Stored data.

···

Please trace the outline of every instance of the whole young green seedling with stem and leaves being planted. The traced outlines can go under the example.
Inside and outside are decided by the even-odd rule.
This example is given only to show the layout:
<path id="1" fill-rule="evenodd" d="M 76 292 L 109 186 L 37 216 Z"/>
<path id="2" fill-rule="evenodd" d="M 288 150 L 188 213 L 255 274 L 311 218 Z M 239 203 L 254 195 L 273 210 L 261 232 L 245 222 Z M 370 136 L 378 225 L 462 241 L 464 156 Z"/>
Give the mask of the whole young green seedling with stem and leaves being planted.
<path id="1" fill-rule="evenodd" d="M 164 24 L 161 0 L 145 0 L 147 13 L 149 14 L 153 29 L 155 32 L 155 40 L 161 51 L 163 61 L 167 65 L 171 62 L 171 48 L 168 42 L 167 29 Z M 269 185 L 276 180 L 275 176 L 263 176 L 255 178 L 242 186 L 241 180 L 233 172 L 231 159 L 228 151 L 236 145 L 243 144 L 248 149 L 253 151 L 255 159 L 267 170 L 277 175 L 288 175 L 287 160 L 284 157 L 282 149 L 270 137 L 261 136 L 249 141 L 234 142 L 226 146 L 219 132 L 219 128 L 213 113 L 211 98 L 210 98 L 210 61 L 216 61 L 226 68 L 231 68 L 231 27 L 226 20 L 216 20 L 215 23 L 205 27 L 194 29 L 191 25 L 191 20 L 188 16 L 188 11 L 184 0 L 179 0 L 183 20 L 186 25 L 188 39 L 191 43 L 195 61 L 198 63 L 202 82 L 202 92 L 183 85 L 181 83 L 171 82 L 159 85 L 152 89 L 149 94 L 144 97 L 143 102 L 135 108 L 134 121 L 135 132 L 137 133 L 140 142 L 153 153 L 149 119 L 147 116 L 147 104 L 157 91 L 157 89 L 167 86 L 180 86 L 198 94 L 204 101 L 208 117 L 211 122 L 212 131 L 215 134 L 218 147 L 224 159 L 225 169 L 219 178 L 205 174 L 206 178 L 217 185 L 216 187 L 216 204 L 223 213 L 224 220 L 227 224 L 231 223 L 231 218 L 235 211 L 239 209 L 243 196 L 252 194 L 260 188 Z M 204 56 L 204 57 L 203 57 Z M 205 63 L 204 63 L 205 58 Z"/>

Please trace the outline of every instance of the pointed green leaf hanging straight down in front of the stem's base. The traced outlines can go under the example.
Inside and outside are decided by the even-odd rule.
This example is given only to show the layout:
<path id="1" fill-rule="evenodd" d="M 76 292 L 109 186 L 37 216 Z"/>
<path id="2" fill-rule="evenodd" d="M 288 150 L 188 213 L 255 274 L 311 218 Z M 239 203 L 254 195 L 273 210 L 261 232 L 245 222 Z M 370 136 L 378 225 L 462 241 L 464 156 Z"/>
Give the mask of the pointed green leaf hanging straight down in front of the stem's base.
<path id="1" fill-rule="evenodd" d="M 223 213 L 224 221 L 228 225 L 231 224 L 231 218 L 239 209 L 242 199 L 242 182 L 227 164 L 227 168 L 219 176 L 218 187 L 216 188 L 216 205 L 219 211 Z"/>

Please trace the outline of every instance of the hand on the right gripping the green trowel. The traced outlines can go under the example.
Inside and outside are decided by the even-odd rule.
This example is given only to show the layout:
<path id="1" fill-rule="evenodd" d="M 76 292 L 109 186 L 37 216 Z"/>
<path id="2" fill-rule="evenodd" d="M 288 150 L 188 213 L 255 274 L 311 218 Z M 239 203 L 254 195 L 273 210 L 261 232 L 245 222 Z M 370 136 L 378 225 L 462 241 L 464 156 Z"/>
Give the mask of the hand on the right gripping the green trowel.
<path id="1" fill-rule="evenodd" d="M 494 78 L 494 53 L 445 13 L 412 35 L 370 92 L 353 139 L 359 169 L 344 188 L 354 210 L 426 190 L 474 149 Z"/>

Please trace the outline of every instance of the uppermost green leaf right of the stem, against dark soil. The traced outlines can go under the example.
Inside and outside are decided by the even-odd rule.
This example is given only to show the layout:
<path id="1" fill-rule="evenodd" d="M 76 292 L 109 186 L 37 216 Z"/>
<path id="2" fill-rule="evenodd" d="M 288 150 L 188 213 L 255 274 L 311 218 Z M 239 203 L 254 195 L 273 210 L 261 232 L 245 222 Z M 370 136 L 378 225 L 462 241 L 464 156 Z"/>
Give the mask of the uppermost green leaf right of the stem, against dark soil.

···

Work task. In full and word for word, set down the records shown above.

Answer space.
Please trace the outline of every instance of the whole young green seedling with stem and leaves being planted. The traced outlines can go under the example.
Inside and outside are decided by the even-odd rule.
This example is given only to show the layout:
<path id="1" fill-rule="evenodd" d="M 76 292 L 109 186 L 37 216 Z"/>
<path id="2" fill-rule="evenodd" d="M 288 150 L 188 213 L 255 274 L 311 218 Z M 239 203 L 254 195 L 273 210 L 261 232 L 245 222 Z M 370 136 L 378 225 L 462 241 L 464 156 Z"/>
Give the mask of the whole young green seedling with stem and leaves being planted.
<path id="1" fill-rule="evenodd" d="M 164 24 L 161 0 L 145 0 L 147 13 L 149 14 L 153 29 L 155 32 L 155 40 L 161 51 L 163 61 L 167 65 L 171 62 L 171 48 L 168 42 L 167 29 Z M 269 185 L 276 180 L 275 176 L 263 176 L 255 178 L 242 186 L 241 180 L 233 172 L 231 159 L 228 151 L 236 145 L 243 144 L 248 149 L 253 151 L 255 159 L 267 170 L 277 175 L 288 175 L 287 160 L 284 157 L 282 149 L 270 137 L 261 136 L 249 141 L 234 142 L 226 146 L 219 132 L 219 128 L 213 113 L 211 98 L 210 98 L 210 61 L 216 61 L 226 68 L 231 68 L 231 27 L 226 20 L 216 20 L 215 23 L 205 27 L 194 29 L 191 25 L 191 20 L 188 16 L 188 11 L 184 0 L 179 0 L 183 20 L 186 25 L 188 39 L 191 43 L 195 61 L 198 63 L 202 82 L 202 92 L 183 85 L 181 83 L 171 82 L 159 85 L 152 89 L 149 94 L 144 97 L 143 102 L 135 108 L 134 121 L 135 132 L 137 133 L 140 142 L 153 153 L 149 119 L 147 116 L 147 104 L 157 91 L 157 89 L 167 86 L 180 86 L 198 94 L 204 101 L 208 117 L 211 122 L 212 131 L 215 134 L 218 147 L 224 159 L 225 169 L 219 178 L 205 174 L 206 178 L 217 185 L 216 187 L 216 204 L 223 213 L 224 220 L 227 224 L 231 223 L 231 218 L 235 211 L 239 209 L 243 196 L 252 194 L 260 188 Z M 204 56 L 204 57 L 203 57 Z M 205 63 L 204 63 L 205 58 Z"/>

Please trace the outline of every instance of the pointed green leaf hanging straight down in front of the stem's base. The traced outlines can go under the example.
Inside and outside are decided by the even-odd rule.
This example is given only to show the layout:
<path id="1" fill-rule="evenodd" d="M 76 292 L 109 186 L 37 216 Z"/>
<path id="2" fill-rule="evenodd" d="M 288 150 L 188 213 L 255 274 L 311 218 Z M 239 203 L 254 195 L 273 210 L 261 232 L 245 222 Z M 370 136 L 378 225 L 462 241 L 464 156 Z"/>
Give the mask of the pointed green leaf hanging straight down in front of the stem's base.
<path id="1" fill-rule="evenodd" d="M 223 213 L 224 221 L 228 225 L 231 224 L 231 218 L 239 209 L 242 199 L 242 182 L 227 164 L 227 168 L 219 176 L 218 187 L 216 188 L 216 205 L 219 211 Z"/>

Please trace the outline of every instance of the hand on the right gripping the green trowel. The traced outlines can go under the example.
Inside and outside are decided by the even-odd rule.
This example is given only to show the layout:
<path id="1" fill-rule="evenodd" d="M 76 292 L 109 186 L 37 216 Z"/>
<path id="2" fill-rule="evenodd" d="M 288 150 L 188 213 L 255 274 L 311 218 Z M 239 203 L 254 195 L 273 210 L 261 232 L 245 222 Z M 370 136 L 378 225 L 462 241 L 464 156 Z"/>
Give the mask of the hand on the right gripping the green trowel.
<path id="1" fill-rule="evenodd" d="M 494 78 L 494 53 L 445 13 L 412 35 L 370 92 L 353 139 L 359 169 L 344 188 L 354 210 L 426 190 L 474 149 Z"/>

Please trace the outline of every instance of the uppermost green leaf right of the stem, against dark soil. The traced outlines can go under the example.
Inside and outside are decided by the even-odd rule.
This example is given only to show the layout:
<path id="1" fill-rule="evenodd" d="M 76 292 L 109 186 L 37 216 Z"/>
<path id="2" fill-rule="evenodd" d="M 288 150 L 188 213 L 255 274 L 311 218 Z M 239 203 L 254 195 L 273 210 L 261 232 L 245 222 Z M 370 136 L 378 225 L 462 241 L 464 156 Z"/>
Give the mask of the uppermost green leaf right of the stem, against dark soil.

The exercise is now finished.